## WHAT TO PRODUCE
In the passage about John Wesley's sermon, cut the paragraph that begins "John Wesley began his great sermon" down to two or three sentences, keeping its main facts.

## PASSAGE SHOWN
————————
John Wesley began his great sermon on 'The Catholic Spirit' with a text from II Kings 10.15: 'He greeted him and said, "Is your heart true to mine, as my heart is to yours?" Jehonadab replied, "Yes." "If so," Jehu said, "Give me your hand."' As so often with wonderful texts from Scripture, the context makes you scratch your head a little (look it up). But – as I suspect all serious readers of Scripture would agree – one of the striking things about scriptural texts is that they grow beyond their context in the light of the Spirit's work of interpretation. And Jehu's question is one that we should hear the Holy Spirit putting to us every time we meet as a Synod. Because our hope must be that the loyalty of heart to heart in Christian community will constantly enable us to join hands in the work set before us for the sake of the Gospel.

…. John Wesley in the same sermon is painfully realistic about the fact that we 'cannot all think alike, and in consequence...cannot all walk alike.' The greatness of this particular sermon of his is to challenge us to recognise that what he calls the Catholic Spirit is neither a climate of imposed universal agreement nor a free for all held together by mutual tolerance ('Observe this, you who know not what spirit ye are of: who call yourselves men of a catholic spirit, only because you are of a muddy understanding'). Wesley wants us to be settled in the basics of our faith, 'fixed as the sun' in our allegiance to the creed and the doctrine of a free and God-given atonement for sin. But this is consistent with two things that might strike us as unexpected in their context. First, it is consistent with readiness to hear arguments against what we believe without panic; and second it is consistent with acknowledging that opinions vary even where doctrines are shared. And how do we know that something is an opinion not a doctrine? An opinion is something 'compatible with a love to Christ and a work of grace', he writes in a letter; something which visibly grows out of the basic commitment to a divine Saviour, yet which can be denied without undermining that commitment. As he writes to a nephew who had embraced Roman Catholicism, what we need in our discussion is a fierce eagerness to clarify and explore the unfathomable wonders of what it is to be an adopted child of God through the Holy Spirit; and if we then have any energy left or nothing better to do, then, he says, we can argue about purgatory or whatever.

… We are going to be discussing the language of the Big Society in this group of sessions. And if such language means anything – as I believe it does – it looks to an ideal that Wesley would have recognised easily: men and women determined to enhance each others' lives by building up their freedom to shape their future and their communal life with fairness and generosity; people for whom responsibility is not a grim and repressive word but a joyful acknowledgement of what we owe to each other. This will of course be in many areas a task to share with our friends of other denominations and other faiths; and I am specially glad to be able to welcome the representatives of other communities of faith here today as guests and observers along with our ecumenical friends. But that should not take away from the fact that, if we are going to be both positive and critical partners in this process, we need some of that 'settledness' Wesley speaks of; some degree of freedom from the clash of opinion that will enable us to join hands.
————————
## RAW DATA
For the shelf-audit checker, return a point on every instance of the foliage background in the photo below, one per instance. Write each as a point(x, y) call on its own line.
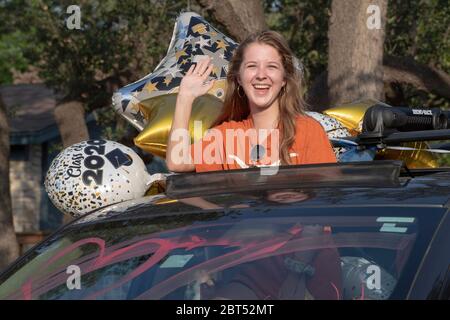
————————
## RESULT FOR THIS EXERCISE
John Wesley opened his sermon "The Catholic Spirit" with II Kings 10.15, where Jehu asks Jehonadab whether his heart is true and, on hearing "Yes," asks for his hand. The context is puzzling, but scriptural texts grow beyond their context through the Spirit's work of interpretation, and Jehu's question is one the Holy Spirit puts to the Synod every time it meets. The hope is that loyalty of heart to heart in Christian community will let its members join hands in their work for the sake of the Gospel.